• _TASK GOAL_
List every line in the entries below that contains the string "positive", copying each such line in full.

• _EXTRACTED MATERIAL_
#####
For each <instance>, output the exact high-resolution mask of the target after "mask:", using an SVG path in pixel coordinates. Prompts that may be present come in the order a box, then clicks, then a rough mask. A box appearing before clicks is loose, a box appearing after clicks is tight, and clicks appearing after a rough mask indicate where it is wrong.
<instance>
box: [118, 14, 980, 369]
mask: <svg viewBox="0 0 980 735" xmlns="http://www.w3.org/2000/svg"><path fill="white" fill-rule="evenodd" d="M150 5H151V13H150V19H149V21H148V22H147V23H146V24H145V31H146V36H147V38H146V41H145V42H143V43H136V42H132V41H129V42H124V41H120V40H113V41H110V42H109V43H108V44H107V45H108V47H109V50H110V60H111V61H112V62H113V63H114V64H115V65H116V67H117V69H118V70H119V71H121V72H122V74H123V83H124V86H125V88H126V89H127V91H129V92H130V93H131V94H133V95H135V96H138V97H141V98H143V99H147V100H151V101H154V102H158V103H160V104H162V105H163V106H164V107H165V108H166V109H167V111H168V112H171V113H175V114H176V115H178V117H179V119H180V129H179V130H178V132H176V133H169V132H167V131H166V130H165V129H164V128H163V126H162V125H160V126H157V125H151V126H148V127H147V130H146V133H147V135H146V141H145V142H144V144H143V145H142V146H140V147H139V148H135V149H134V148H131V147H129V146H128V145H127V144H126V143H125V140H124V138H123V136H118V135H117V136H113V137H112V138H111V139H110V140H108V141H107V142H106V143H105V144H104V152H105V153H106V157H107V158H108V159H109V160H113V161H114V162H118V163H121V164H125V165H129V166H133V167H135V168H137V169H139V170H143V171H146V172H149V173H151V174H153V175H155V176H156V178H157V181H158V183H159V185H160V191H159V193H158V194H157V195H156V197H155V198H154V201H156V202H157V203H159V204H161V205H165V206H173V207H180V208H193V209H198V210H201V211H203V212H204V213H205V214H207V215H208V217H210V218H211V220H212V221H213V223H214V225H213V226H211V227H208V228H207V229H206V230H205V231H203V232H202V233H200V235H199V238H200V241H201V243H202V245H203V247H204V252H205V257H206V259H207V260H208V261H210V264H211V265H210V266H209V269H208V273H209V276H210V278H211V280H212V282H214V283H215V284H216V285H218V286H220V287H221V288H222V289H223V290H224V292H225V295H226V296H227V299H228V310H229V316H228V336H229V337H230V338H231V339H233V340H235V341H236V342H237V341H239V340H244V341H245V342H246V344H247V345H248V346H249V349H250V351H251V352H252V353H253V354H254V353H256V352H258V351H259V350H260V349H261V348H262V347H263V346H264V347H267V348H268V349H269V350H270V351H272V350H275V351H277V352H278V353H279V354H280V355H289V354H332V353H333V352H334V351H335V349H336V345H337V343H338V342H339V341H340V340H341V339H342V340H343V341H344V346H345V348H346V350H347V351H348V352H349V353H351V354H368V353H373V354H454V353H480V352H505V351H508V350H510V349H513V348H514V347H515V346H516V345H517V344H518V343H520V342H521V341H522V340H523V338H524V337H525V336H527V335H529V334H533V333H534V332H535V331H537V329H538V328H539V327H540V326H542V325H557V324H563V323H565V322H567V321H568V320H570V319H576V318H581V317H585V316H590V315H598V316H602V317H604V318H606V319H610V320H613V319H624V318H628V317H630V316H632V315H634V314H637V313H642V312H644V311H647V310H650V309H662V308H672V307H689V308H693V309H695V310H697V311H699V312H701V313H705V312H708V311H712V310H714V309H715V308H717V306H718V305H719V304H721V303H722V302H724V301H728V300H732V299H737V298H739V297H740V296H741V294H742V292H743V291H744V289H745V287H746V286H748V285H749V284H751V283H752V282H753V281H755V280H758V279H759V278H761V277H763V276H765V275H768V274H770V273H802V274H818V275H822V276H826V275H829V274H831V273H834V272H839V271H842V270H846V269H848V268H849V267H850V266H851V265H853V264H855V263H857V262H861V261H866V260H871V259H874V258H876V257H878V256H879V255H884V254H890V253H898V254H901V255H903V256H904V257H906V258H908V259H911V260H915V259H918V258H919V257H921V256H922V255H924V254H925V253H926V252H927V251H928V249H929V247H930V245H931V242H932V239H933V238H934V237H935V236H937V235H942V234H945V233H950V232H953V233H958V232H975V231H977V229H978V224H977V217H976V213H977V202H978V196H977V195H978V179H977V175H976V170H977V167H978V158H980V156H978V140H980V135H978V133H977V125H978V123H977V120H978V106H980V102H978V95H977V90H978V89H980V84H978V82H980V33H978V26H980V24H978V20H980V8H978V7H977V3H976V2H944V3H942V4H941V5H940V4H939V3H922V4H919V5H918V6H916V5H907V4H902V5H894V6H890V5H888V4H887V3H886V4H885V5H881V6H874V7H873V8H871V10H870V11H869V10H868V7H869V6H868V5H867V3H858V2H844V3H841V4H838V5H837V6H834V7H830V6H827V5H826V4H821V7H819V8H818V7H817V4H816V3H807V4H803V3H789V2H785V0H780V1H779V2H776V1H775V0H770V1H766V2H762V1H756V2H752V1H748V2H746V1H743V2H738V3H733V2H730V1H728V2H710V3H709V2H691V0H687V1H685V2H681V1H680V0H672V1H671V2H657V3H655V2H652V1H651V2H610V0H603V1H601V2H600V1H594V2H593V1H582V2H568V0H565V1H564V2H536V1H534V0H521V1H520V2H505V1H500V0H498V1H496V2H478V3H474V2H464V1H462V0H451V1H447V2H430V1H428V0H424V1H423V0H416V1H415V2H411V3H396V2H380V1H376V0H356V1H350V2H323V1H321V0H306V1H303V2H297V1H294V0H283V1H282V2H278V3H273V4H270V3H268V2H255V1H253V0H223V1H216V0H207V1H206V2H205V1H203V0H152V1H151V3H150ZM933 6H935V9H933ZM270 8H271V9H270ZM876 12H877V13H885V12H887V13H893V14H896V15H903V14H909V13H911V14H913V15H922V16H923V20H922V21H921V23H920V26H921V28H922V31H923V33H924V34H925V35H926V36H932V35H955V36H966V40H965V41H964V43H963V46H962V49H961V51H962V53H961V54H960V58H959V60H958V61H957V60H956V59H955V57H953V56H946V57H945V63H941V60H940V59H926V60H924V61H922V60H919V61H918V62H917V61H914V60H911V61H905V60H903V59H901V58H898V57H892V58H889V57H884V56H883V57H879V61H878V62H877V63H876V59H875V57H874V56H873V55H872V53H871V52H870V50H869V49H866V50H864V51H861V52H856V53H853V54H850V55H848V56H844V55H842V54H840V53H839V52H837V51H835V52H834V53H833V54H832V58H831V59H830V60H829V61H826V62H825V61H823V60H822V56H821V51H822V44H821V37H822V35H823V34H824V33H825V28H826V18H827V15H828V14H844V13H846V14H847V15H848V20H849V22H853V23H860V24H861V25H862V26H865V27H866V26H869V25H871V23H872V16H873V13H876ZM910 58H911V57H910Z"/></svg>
#####
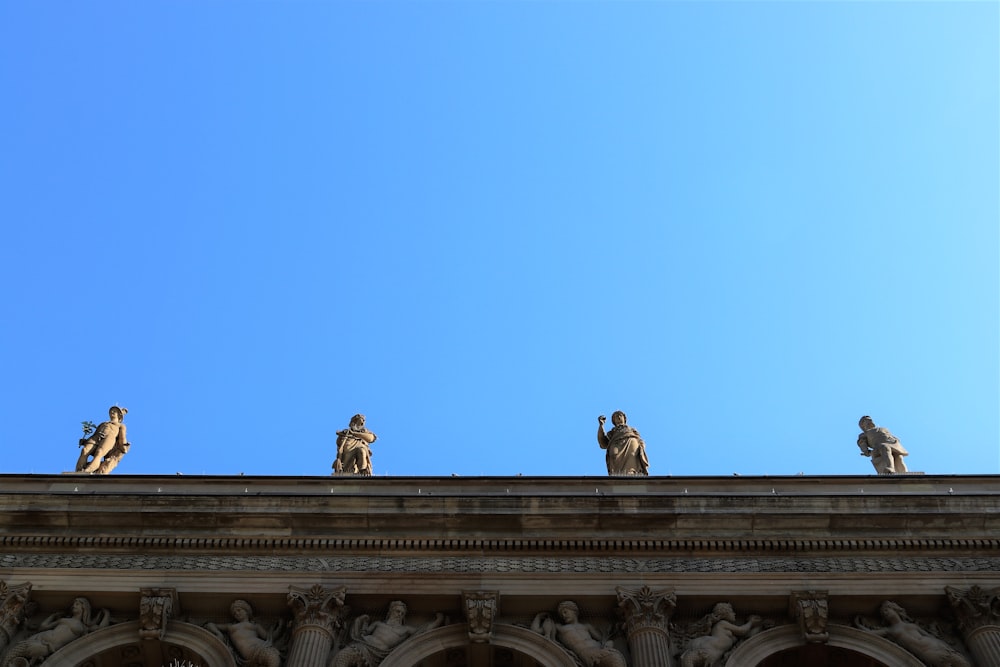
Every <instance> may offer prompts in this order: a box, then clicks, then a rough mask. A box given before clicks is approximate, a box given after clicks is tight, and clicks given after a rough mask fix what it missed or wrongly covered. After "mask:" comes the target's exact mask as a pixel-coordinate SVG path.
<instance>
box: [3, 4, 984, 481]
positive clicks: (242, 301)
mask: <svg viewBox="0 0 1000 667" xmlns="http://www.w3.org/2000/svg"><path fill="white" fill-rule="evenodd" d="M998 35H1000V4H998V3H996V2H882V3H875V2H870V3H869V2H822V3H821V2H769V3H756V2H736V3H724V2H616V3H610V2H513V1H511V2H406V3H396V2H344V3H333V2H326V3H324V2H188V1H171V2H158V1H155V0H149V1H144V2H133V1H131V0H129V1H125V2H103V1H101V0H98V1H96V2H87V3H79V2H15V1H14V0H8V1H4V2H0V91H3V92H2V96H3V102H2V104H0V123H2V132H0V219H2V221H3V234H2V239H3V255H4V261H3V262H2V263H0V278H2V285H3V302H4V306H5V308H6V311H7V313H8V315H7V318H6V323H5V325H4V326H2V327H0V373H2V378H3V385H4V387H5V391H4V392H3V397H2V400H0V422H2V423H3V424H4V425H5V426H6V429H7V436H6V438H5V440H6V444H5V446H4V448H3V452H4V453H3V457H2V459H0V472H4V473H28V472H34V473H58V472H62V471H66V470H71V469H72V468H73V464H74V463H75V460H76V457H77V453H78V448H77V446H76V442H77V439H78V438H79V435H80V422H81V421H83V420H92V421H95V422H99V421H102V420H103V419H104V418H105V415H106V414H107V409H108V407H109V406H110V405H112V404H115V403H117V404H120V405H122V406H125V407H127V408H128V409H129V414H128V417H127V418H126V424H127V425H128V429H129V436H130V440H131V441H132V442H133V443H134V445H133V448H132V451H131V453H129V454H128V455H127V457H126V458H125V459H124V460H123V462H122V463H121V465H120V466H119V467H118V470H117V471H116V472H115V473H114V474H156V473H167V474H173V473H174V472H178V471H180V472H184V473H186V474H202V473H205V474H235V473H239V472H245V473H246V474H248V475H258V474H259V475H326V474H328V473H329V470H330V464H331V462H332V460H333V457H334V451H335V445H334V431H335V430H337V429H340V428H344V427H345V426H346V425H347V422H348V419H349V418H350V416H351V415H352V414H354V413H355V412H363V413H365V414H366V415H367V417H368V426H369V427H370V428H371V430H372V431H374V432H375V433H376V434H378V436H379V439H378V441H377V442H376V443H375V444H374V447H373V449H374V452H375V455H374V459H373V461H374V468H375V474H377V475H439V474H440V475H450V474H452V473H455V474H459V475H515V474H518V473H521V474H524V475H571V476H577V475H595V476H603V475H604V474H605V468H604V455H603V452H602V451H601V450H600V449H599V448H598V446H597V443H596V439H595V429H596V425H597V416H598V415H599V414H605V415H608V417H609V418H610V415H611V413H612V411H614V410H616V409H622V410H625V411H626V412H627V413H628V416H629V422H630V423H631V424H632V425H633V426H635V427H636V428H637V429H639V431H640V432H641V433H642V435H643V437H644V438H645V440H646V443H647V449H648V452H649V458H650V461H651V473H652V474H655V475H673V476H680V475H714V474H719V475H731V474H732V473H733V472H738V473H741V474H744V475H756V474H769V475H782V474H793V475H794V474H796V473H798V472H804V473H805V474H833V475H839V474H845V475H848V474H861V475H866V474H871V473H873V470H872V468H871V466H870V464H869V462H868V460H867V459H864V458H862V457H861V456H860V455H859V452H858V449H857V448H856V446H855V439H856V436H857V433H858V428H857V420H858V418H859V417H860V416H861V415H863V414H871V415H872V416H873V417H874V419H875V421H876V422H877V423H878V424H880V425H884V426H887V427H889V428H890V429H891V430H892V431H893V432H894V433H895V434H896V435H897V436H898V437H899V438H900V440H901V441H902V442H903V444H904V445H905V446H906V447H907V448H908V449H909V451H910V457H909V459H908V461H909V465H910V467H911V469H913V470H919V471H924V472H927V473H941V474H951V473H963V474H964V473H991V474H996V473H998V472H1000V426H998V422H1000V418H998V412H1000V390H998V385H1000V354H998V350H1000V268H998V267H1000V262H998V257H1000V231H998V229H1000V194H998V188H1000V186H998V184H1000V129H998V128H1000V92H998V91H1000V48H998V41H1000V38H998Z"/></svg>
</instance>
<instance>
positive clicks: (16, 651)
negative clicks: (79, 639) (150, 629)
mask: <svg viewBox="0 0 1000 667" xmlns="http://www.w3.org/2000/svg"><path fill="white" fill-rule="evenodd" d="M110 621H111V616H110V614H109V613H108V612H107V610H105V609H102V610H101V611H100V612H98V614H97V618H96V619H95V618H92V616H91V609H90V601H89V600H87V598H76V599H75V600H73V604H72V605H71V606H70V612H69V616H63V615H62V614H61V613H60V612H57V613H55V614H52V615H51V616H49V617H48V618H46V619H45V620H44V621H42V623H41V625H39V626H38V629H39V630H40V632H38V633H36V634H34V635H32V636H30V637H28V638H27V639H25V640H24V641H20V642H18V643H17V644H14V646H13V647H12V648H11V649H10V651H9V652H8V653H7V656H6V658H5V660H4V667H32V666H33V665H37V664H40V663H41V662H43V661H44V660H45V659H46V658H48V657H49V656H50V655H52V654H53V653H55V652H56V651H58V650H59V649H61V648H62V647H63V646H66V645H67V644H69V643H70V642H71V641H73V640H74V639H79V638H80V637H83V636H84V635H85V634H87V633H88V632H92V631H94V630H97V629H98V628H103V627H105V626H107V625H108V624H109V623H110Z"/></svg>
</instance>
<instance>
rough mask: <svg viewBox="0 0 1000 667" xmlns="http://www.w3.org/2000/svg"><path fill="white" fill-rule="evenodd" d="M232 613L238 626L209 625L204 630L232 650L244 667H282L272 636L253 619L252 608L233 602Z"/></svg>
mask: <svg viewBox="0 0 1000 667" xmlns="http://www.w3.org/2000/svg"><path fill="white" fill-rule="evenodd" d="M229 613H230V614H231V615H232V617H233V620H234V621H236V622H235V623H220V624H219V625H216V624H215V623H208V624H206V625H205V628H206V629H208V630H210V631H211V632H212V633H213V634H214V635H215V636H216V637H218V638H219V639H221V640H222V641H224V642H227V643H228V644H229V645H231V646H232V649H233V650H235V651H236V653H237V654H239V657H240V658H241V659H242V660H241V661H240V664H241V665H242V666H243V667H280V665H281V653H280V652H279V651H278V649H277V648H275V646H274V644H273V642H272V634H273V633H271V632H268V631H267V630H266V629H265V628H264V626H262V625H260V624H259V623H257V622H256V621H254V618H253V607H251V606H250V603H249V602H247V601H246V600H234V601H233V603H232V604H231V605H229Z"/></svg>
#####
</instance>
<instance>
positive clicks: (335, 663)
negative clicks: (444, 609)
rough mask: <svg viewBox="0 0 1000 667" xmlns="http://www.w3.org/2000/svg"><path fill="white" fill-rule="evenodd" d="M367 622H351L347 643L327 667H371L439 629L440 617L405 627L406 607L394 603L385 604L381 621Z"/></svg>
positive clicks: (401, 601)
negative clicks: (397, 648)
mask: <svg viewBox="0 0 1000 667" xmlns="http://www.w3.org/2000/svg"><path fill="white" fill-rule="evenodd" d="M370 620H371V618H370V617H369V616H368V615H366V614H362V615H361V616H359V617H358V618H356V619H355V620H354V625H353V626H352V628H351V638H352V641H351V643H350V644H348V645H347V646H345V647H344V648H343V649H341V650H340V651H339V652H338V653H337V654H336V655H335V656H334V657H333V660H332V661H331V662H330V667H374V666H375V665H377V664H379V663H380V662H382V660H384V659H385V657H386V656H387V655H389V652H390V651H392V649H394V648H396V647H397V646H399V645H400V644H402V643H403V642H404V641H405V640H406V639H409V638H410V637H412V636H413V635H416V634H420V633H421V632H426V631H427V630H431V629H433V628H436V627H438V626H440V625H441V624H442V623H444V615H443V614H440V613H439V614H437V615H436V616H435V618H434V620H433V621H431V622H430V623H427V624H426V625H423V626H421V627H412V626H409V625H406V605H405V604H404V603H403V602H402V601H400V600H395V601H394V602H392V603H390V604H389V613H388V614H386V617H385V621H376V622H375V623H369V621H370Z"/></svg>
#####
• _EXPECTED ANSWER_
positive clicks: (242, 301)
positive clicks: (16, 651)
positive clicks: (335, 663)
positive clicks: (401, 601)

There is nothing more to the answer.